DESCRIPTION OF THE TASK. Pull out every line of the data below that contains the string "athlete". Matching is case-sensitive.

DATA FOR PROCESSING.
- - - - -

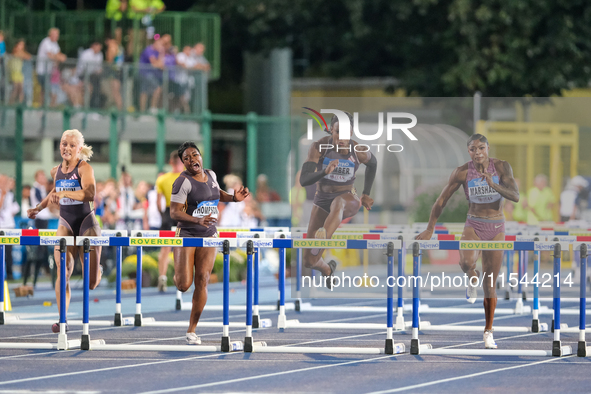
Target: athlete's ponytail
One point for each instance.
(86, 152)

- - - - -

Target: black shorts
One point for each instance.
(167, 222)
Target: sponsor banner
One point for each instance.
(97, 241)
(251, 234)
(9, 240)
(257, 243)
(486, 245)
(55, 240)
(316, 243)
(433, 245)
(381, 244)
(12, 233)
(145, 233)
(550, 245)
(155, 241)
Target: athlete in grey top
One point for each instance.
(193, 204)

- - - - -

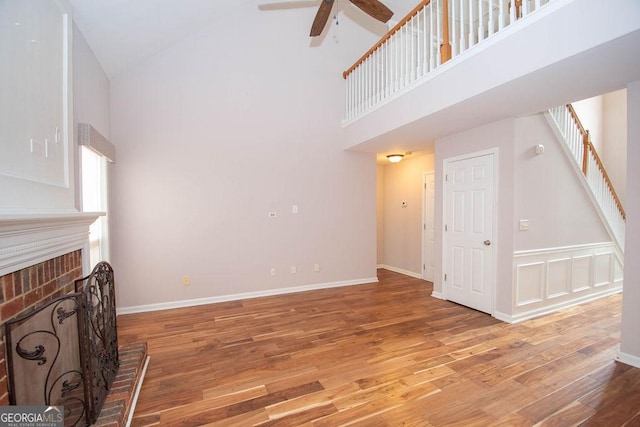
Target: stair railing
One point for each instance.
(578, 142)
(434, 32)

- - - - -

SOLUTION TO THIS TASK.
Target: athlete's ponytail
Target: athlete in grey top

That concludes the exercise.